▶ [Task inputs]:

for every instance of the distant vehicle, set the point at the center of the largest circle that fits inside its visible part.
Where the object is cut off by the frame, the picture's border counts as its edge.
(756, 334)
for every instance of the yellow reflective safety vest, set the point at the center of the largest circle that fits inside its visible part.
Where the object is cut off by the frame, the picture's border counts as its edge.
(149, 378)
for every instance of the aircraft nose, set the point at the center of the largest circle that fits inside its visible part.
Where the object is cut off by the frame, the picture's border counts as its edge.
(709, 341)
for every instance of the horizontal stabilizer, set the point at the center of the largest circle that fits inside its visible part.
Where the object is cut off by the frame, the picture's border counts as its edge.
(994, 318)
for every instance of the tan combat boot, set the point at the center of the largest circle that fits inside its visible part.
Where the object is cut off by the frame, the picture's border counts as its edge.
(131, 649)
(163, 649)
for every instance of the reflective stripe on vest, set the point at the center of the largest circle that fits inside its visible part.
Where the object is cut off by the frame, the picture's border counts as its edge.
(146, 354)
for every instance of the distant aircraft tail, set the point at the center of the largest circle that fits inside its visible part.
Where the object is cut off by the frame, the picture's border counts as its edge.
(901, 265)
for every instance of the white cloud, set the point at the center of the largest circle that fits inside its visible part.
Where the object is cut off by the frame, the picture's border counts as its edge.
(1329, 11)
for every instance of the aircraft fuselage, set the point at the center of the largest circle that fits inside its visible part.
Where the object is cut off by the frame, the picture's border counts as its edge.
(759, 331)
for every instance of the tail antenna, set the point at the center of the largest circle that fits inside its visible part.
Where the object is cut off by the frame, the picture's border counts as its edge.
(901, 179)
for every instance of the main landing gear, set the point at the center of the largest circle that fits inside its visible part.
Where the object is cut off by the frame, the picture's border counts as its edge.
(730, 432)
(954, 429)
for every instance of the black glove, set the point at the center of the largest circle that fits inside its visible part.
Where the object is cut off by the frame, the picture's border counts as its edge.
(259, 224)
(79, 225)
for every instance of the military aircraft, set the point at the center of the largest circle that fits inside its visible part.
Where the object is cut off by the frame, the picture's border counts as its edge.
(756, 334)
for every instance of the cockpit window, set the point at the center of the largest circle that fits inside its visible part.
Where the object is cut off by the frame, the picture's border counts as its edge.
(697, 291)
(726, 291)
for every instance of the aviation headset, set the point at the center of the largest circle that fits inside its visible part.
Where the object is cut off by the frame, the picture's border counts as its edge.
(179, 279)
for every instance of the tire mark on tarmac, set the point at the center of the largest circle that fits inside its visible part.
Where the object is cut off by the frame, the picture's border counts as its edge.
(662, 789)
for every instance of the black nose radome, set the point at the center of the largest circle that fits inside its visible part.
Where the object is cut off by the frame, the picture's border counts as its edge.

▶ [Description of the task]: Now repeat the data exactly, keeping every line.

▶ [Answer space]:
for every instance of the distant vehicle, set the point at the center of the largest circle that fits inside its visible part.
Where the object is cut off by the frame, the picture's border counts as its edge.
(756, 334)
for every instance of the yellow reflective safety vest, set the point at the center of the largest circle that fits inside its visible part.
Where the object is cut off by the frame, the picture's border counts as its edge.
(149, 378)
for every instance of the aircraft nose, set the point at the center of the largest circle that fits inside its visible part.
Where the object is cut off by the frame, the picture's border counts as its edge.
(709, 341)
for every instance of the horizontal stabilizer, set the point at the center of the largest circle that fits inside its visible part.
Where the object is cut off by the frame, the picture's border counts as its edge.
(994, 318)
for every instance of the tan combat boot, set the point at the center of the largest circle that fits inside its visible part.
Where the object is cut off by the frame, the picture's border counts as its edge.
(131, 649)
(163, 649)
for every instance of the reflective stripe on vest, set the point at the center of the largest circle that fits inside its visible part.
Where the object is cut off by the frame, the picture's border counts as its edge.
(146, 354)
for every instance of the distant aircraft tail, set the point at the center of the largest circle that fits inside its visible part.
Where the object is cut off by the frame, the picture's border counts as its edge.
(901, 265)
for every instance of the white cloud, set the point at the center of the largest circle that fits inside its visible part.
Where the object is cut off by the frame, the picture's border counts as its edge.
(1329, 11)
for every instance of the aircraft fuselage, set the point at the center of the largest circle that fits inside its visible part.
Where the object is cut off by the frame, the picture's border counts as its edge.
(759, 331)
for every instance of the tail antenna, set the point at the center of the largest circle that fits inside its visible part.
Where the object is cut off by the frame, the picture's border counts as its edge.
(901, 179)
for every instance of the main landing gear, set the point at the center of the largest circle that fits inside its visible part.
Where the object is cut off by the frame, the picture's border counts as its edge.
(730, 432)
(954, 429)
for every instance of the black glove, set the point at the center of the largest circle that fits inside its visible part.
Where the object is cut off by the frame, the picture's border counts as its edge.
(259, 224)
(79, 225)
for every instance of the military aircraft, set the point at the center of the largest circle that fits inside its visible part.
Where the object is cut off by the frame, the picture's border counts as its edge.
(756, 334)
for every instance of the cockpit window, set the point at the center of the largest circle that fits inside its visible part.
Where the object is cut off by the frame, the picture's border counts as its edge.
(697, 291)
(726, 291)
for every instance of the aviation headset, set the point at the center of the largest circle that fits inside its visible part.
Where the object is cut off by the frame, the picture's border counts as its edge.
(179, 279)
for every instance of the tire mark on tarmac, set the point at the center of the largest circle that fits inside its visible part.
Where the object is cut off by the frame, the picture's border counts as its edge.
(662, 789)
for every instance of the black nose radome, set the point at the center of the largest circle that fits inside its visible part.
Where the object is cut off by the frame, the picture's border counts as its edge.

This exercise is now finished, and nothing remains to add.